Texto de la página ->

Cuentan que un día Eduardo le preguntó: “Usted, americana y habituada al confort, ¿no padece frío en nuestros castillos ingleses, desprovistos de calefacción central?”. Wallis lo miró fijamente a los ojos y le dijo desafiante: “Lo siento, sir, me decepciona usted. A todas las americanas que vienen a su país se les hace siempre la misma pregunta. Yo esperaba algo más original del príncipe de Gales”.

¡Ay!... esa respuesta fue la chispa que iniciaría el fuego de una gran historia de amor que haría temblar un imperio y que nada ni nadie lograría apagar. Acostumbrado a los retos, Eduardo tomó el guante con una sonrisa. Esa sinceridad arrolladora, una cualidad que, debido a su posición, rara vez encontraba en aquellos que le rodeaban, lo fascinaba. Fue verla y ¡zas!, el certero Cupido cumplió su cometido.

Pero ¿quién era esa mujer que se robó el corazón de un futuro rey? Bessie Wallis Warfield nació el 19 de junio de 1896 en Blue Ridge Summit, Pensilvania, EE.UU. Su padre, de buena familia de Baltimore, magnates de los ferrocarriles, tenía tuberculosis y falleció seis meses después del nacimiento de su hija.

Sumidas en el desamparo, la niña y su madre tuvieron que sobrevivir con una pequeña pensión que les pasaba el hermano rico de su padre. Ya en su adolescencia, como todas las jóvenes de su época, coleccionaba las fotos y recortes de prensa sobre el príncipe de Gales.

En mayo de 1916, Wallis conoció a Earl Winfield Spencer Jr., un piloto de la Armada de los Estados Unidos, con quien contrajo nupcias el 8 de noviembre de ese año. Pero este matrimonio estaba destinado a fracasar; los largos periodos de ausencia, el alcoholismo de su marido, y una serie de viajes por Europa y el Oriente asiático socavaron la relación. En setiembre de 1925, Wallis y su marido retornaron a su país. Dos años después, ya estaban divorciados.

Problema a resolver -> Reproduce literalmente el fragmento del texto sobre Wallis y el príncipe de Gales: empieza en las palabras "Sumidas en el" y termina después de "ya estaban divorciados.".

Datos de detección de objetos ->
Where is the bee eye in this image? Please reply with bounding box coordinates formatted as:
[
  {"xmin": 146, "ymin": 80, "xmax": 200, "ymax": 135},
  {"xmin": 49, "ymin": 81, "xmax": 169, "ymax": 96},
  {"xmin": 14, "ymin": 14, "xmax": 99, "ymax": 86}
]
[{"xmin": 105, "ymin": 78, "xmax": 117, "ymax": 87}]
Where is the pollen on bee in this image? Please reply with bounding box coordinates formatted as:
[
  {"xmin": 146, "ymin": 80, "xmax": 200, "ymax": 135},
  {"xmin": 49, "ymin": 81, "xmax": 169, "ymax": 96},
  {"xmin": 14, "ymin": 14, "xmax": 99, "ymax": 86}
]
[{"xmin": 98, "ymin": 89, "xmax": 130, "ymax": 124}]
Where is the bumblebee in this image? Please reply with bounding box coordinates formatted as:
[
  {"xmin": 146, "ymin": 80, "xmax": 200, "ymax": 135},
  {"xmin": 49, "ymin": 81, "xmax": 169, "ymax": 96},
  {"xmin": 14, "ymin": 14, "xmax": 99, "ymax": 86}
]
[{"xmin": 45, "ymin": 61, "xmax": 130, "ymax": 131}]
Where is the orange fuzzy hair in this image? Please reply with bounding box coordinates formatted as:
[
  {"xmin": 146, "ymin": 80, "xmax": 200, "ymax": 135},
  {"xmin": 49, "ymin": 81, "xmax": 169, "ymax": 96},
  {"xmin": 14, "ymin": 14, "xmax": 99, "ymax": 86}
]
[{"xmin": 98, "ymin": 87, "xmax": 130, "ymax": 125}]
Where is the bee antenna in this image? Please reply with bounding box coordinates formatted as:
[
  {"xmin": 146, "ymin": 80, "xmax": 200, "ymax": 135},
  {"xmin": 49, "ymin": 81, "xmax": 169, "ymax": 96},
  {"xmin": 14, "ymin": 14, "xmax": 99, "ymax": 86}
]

Resultado del ejercicio ->
Sumidas en el desamparo, la niña y su madre tuvieron que sobrevivir con una pequeña pensión que les pasaba el hermano rico de su padre. Ya en su adolescencia, como todas las jóvenes de su época, coleccionaba las fotos y recortes de prensa sobre el príncipe de Gales.

En mayo de 1916, Wallis conoció a Earl Winfield Spencer Jr., un piloto de la Armada de los Estados Unidos, con quien contrajo nupcias el 8 de noviembre de ese año. Pero este matrimonio estaba destinado a fracasar; los largos periodos de ausencia, el alcoholismo de su marido, y una serie de viajes por Europa y el Oriente asiático socavaron la relación. En setiembre de 1925, Wallis y su marido retornaron a su país. Dos años después, ya estaban divorciados.